──────── SOURCE RECORDS ────────
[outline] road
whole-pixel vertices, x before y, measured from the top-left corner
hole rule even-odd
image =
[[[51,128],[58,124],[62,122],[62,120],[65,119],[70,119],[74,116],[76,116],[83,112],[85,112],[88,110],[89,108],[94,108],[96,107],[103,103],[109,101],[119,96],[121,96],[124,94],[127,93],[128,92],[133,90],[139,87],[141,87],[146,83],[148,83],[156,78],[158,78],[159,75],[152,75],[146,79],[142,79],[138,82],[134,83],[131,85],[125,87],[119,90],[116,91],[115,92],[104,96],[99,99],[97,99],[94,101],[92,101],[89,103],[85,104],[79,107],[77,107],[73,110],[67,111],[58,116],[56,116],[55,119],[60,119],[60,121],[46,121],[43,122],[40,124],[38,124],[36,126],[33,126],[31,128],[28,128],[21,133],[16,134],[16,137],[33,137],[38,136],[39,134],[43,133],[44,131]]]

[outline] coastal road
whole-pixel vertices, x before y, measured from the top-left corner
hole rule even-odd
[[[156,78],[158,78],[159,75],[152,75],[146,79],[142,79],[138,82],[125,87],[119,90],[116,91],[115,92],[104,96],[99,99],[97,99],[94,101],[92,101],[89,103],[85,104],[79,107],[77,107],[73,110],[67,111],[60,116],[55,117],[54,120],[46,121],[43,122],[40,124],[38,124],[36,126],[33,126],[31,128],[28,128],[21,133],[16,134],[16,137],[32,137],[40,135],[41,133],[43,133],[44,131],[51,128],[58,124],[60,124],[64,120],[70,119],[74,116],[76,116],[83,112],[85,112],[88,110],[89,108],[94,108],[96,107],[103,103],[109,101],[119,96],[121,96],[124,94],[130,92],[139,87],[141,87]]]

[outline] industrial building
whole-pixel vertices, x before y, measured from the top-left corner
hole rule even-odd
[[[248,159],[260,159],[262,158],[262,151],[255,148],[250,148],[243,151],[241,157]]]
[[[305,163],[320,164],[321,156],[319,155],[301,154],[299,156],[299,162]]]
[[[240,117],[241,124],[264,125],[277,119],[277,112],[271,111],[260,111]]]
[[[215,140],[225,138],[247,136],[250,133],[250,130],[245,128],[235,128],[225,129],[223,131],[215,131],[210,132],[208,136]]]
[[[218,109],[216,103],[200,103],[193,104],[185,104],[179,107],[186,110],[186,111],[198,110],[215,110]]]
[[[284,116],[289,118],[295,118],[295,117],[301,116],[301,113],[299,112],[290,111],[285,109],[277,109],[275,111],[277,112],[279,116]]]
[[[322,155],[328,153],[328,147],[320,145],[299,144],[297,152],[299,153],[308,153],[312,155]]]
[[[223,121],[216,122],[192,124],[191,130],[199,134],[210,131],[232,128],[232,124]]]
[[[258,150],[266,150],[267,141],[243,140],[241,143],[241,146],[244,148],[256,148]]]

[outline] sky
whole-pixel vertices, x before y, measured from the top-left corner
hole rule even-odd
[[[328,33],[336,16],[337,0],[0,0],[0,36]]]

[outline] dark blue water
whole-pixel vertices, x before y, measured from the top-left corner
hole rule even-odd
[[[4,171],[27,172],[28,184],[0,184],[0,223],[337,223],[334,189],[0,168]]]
────────
──────── SOURCE RECORDS ────────
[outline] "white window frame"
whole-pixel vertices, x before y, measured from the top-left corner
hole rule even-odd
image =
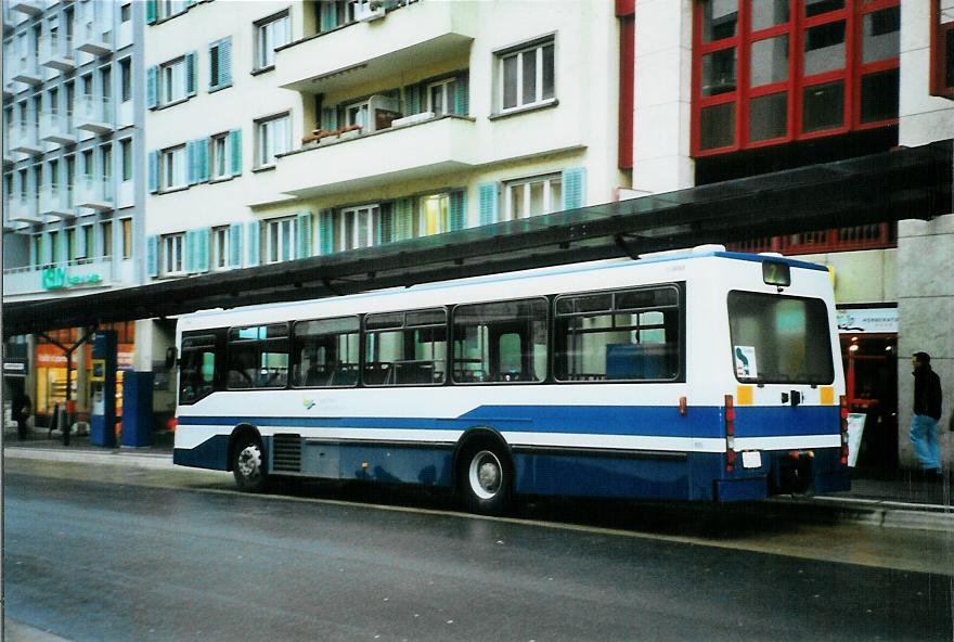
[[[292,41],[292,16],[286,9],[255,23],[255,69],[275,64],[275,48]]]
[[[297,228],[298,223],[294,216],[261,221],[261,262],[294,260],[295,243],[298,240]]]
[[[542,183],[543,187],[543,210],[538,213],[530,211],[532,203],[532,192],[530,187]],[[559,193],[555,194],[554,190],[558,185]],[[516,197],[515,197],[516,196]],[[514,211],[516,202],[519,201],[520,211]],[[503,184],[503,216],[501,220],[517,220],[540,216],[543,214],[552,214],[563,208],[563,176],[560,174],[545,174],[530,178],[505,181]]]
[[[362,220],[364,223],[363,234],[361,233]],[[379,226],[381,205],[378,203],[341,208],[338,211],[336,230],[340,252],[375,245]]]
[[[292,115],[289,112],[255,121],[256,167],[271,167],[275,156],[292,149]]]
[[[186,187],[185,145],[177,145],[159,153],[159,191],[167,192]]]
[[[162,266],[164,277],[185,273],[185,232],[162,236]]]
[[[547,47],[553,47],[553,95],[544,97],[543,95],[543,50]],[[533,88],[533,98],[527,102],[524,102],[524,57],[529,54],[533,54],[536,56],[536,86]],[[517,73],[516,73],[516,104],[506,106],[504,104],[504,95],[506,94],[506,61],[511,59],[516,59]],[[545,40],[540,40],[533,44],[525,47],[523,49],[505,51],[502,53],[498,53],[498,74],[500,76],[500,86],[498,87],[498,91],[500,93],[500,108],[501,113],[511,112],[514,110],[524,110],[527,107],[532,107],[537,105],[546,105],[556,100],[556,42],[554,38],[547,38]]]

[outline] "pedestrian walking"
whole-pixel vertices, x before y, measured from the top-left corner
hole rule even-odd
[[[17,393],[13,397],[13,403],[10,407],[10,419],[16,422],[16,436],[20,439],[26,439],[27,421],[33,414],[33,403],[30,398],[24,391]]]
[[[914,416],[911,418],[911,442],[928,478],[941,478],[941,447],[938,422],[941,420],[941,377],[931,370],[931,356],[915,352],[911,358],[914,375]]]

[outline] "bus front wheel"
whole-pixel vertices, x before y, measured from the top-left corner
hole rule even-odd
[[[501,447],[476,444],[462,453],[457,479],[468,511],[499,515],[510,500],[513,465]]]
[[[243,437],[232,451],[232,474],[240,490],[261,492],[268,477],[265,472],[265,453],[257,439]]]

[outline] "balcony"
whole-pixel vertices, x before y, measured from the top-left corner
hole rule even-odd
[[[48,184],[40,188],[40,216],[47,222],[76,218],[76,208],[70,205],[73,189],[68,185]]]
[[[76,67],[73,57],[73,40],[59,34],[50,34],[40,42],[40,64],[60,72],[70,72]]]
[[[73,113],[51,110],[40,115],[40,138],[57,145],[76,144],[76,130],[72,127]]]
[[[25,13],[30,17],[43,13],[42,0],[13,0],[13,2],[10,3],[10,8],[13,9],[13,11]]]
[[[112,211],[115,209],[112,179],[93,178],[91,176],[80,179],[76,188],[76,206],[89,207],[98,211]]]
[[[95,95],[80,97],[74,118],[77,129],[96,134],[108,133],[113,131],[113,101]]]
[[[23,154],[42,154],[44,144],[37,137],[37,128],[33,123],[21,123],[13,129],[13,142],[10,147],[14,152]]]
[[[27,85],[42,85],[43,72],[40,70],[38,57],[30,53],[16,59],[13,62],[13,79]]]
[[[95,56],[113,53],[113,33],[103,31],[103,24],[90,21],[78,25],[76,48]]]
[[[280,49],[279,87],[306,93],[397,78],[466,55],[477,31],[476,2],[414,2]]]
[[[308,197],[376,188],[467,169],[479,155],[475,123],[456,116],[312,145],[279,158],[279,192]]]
────────
──────── SOURCE RECORDS ────────
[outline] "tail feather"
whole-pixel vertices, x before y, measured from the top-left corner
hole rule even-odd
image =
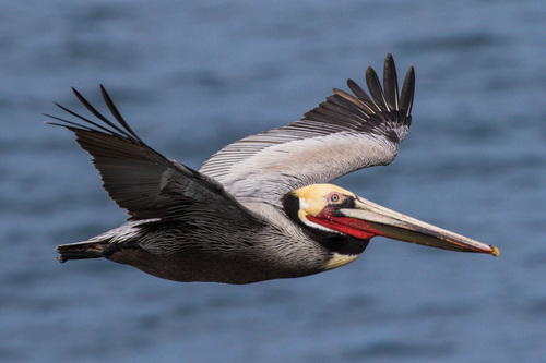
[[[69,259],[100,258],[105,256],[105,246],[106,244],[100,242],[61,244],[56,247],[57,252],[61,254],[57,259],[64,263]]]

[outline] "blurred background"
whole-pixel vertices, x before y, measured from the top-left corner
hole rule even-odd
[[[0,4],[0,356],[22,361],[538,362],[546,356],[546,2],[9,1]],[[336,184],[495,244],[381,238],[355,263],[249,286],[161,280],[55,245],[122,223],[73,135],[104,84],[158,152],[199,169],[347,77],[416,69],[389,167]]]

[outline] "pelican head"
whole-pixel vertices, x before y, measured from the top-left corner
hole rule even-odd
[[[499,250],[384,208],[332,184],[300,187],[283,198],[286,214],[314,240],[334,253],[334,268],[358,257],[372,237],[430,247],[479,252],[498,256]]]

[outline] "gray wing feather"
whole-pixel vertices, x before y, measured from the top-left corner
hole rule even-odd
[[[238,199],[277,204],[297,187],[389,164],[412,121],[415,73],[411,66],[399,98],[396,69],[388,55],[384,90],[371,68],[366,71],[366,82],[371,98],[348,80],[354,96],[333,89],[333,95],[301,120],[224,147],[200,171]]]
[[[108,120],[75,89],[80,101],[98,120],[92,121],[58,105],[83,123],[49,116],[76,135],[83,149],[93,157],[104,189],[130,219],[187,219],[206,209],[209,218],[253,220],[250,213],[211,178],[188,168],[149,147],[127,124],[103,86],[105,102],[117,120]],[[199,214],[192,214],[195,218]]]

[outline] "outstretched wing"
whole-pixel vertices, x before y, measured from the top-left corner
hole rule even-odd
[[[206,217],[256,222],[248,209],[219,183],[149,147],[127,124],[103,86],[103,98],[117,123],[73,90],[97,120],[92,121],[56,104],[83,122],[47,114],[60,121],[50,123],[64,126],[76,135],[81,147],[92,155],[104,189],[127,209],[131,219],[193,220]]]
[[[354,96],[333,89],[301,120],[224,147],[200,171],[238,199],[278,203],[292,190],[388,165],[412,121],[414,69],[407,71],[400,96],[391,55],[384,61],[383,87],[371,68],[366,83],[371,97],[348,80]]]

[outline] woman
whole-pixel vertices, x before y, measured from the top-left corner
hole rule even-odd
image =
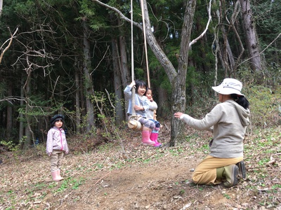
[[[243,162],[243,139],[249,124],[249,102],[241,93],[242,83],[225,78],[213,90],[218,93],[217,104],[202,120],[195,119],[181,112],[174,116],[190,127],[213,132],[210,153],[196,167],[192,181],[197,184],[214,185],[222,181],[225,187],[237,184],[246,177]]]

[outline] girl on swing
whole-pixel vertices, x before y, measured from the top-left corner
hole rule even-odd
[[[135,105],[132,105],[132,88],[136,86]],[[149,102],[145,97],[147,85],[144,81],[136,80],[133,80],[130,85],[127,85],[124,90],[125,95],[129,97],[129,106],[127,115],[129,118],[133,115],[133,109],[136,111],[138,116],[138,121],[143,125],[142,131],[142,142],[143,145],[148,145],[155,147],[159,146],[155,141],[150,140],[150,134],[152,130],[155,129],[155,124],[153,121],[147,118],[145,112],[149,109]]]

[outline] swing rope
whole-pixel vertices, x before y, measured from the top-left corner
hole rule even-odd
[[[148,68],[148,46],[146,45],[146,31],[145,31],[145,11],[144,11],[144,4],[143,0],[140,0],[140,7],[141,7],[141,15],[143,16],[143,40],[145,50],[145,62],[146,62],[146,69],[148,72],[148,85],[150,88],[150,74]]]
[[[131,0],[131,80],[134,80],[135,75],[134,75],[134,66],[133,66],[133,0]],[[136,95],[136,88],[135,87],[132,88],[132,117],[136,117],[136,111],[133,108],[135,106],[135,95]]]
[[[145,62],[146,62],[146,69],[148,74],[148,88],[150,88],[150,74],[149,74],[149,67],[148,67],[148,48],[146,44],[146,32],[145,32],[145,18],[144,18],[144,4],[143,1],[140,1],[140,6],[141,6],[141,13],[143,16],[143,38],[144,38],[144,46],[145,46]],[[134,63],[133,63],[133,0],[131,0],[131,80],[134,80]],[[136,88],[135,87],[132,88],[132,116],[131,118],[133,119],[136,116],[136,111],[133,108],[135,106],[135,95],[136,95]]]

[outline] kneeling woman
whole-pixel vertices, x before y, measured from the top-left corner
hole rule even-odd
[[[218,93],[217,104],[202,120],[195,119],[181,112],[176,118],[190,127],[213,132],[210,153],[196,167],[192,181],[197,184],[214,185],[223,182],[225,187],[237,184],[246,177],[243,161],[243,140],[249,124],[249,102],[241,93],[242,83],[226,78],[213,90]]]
────────
> _GOAL OF THE EXERCISE_: Return each line of the items above that contains the word "feather".

> _TASK RESPONSE_:
[outline] "tail feather"
[outline] "gray wing feather"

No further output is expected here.